Exercise details
Rewrite the records from the line containing "You are given" up to and including the line containing "[[538, 79]]", keeping the requests unchanged. Scale every coordinate in the answers by 1.2, round each result to the nearest whole number with halves rounded up, and return only those lines.

Entries supplied
----------------
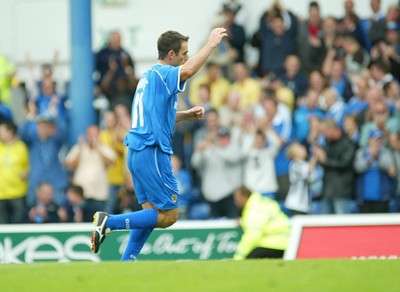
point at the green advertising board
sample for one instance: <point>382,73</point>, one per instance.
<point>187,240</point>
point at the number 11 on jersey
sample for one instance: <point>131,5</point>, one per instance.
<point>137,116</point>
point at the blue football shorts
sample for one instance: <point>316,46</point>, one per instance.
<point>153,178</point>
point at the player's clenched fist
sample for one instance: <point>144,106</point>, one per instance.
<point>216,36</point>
----------------
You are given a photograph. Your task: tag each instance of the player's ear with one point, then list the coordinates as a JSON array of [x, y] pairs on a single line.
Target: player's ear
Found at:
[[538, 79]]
----------------
Output below
You are given a photograph. Your task: tag each instance of the player's ear with one point, then list the coordinates as a JSON array of [x, y] pairs on a single line.
Target: player's ear
Found at:
[[646, 95]]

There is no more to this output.